── Document passage

This master thesis describes an example of applying machine learning methods on data model built from the most frequent sequences of events, occurring in log data of identity management system, connected with log data of DHCP server and access control system of medium sized Slovenian enterprise, with a goal of predicting employees’ performance for behavioral competence enthusiasm. Features were represented as a number of occurrences of different frequent sequence patterns for each user in multinomial and TF-IDF data format. Sequences with most discriminatory power based on class label, were extracted with Χ2 test and with Χ2 test with Bonferroni correction on all data.
The first and the second chapter present a concept of digital identity, identity management systems and main motivations for predicting users’ behavior with machine learning methods based on identity management systems.
The third chapter presents a concepts of machine learning, classification models training, feature generation process, and metrics for evaluation of classification models quality. The chapter also presents use cases of application of machine learning methods on analysis of log data, with a goal of intrusion detection in information systems, and application of machine learning methods in the field of human resource management.
The fourth chapter describes process of data collection, preparation and data model building, and describes tools used in the thesis.
The fifth chapter describes procedures for users’ performance prediction with machine learning methods with comments on results.
The conclusion presents reasons for poor classification results and proposes other applications of analysis of identity management systems with machine learning methods.
|

────

**Written request A**. In the thesis abstract, which behavioral competence is employee performance predicted for?
**Written request B**. Copy out the stretch of the thesis abstract from "The fourth chapter" through "comments on results.".

── Data excerpt

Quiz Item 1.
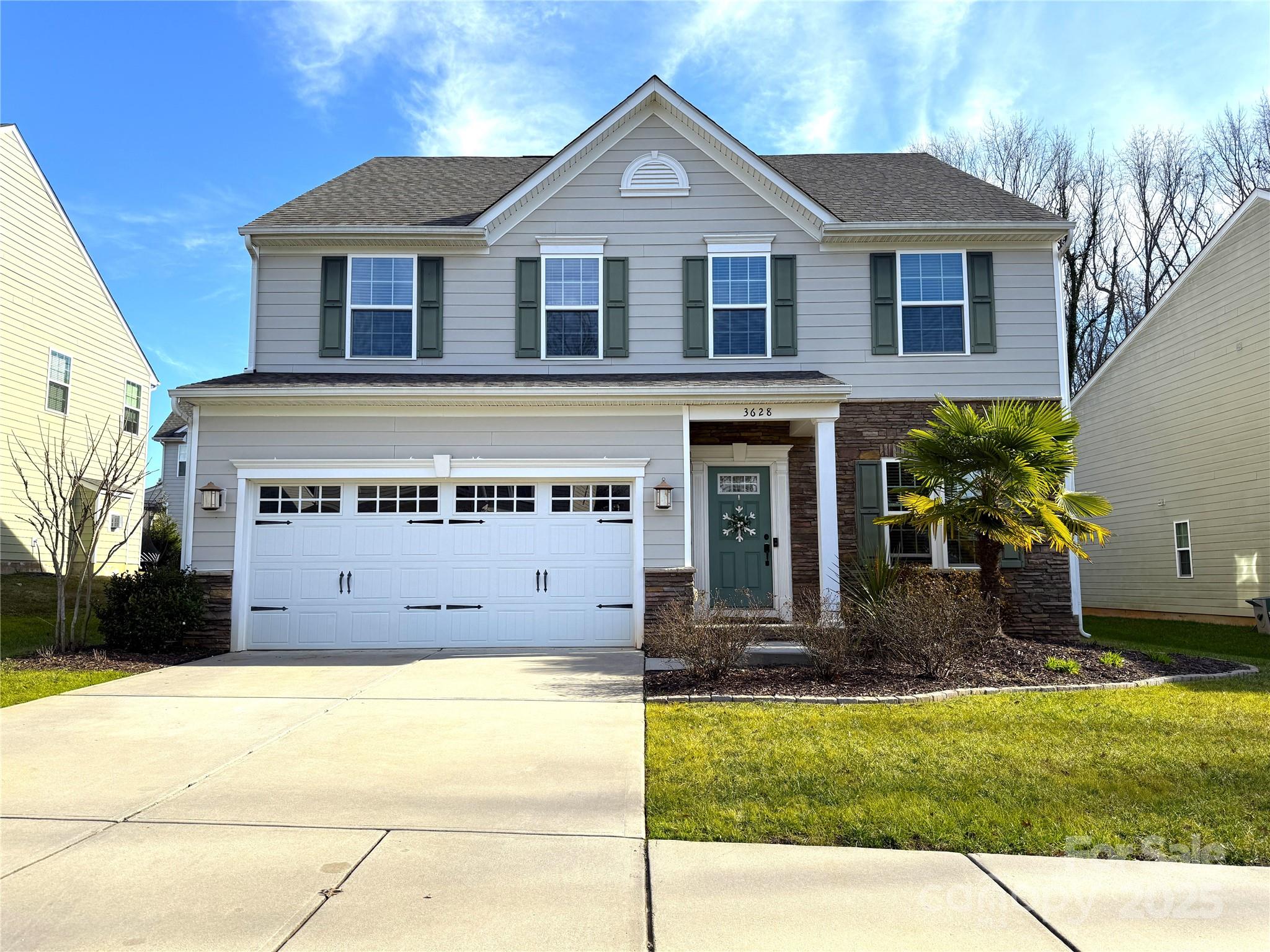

────

**Complete output A**. Enthusiasm.

**Complete output B**.
The fourth chapter describes process of data collection, preparation and data model building, and describes tools used in the thesis.
The fifth chapter describes procedures for users’ performance prediction with machine learning methods with comments on results.